* [TEXT TO READ]:
## start
# Px4 Malfunction



## Danny

About a month ago I bought a new Px4, full size, type F, .40

I shot a box of (50) ammo through it a few weeks ago, no issues at all. Last weekend, I had gone through one box of 50, and was midway through the second, and something went wrong.
I had fired a round, and as I pulled the trigger for another, the hammer fell, but all I heard was *click*. I looked at the slide from the rear, and it appeared to be closed, so I knew I wasn't out of ammo. I looked at it from the side, and saw that it was about 1/8th of an inch from being closed.
I tried to move the slide, but it wasn't moving at all.
Eventually, I got the slide removed from the gun, and could see the round jammed in the barrel.

I took the gun back to the dealer yesterday, and he said they would bring it to a local gunsmith to have the live round removed, then send it to Beretta, to have it inspected/repaired. He said he would send the casing with the gun, so Beretta could see the case that caused the problem, assuming that it was even the case.
## end
* [SHORT PROBLEM 1]: In the Px4 malfunction post, how far from closed was the slide when viewed from the side?
* [SHORT PROBLEM 2]: Pick up the Px4 malfunction post after its last sentence and keep writing it.
The data that comes next has no connection to the Px4 malfunction post.

* [GIVEN DATA]:
## start
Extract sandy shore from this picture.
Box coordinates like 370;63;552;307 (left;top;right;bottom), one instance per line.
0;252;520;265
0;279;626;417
## end
* [RESULT 1]: It was about 1/8th of an inch from being closed.

* [RESULT 2]:
I just don't understand what could have caused the case to get jammed like that. Have any of you had this issue with a Px4? Any thoughts?

Thanks


----------



## Triple7

This breaks my heart, I love the look and feel of this gun. I was picking between this and a Glock kinda glad I went with the Glock


----------



## Danny

I'm not that upset about it...it's just one of those things that happen. I'll be very curious to find out what caused it. I looked at the Glock, and my friend let me shoot his 23, but I didn't care for the square feel of the grip. He has the Glock 23, compact .40, and a Springfield XD 9mm. He shot my Beretta, and was very surprised at how well it shot, said he was very impressed. 
I just hope the turn around on my gun is relatively quick...


----------



## Triple7

How do you like the slid in it? The safety's were getting in the way of where I like to put my hand


----------



## Danny

So far I haven't noticed it being a problem. Then again, this is my first automatic pistol, so I don't have anything to compare it to, in terms of preferences....


----------



## ozzy

What brand of ammo did you use?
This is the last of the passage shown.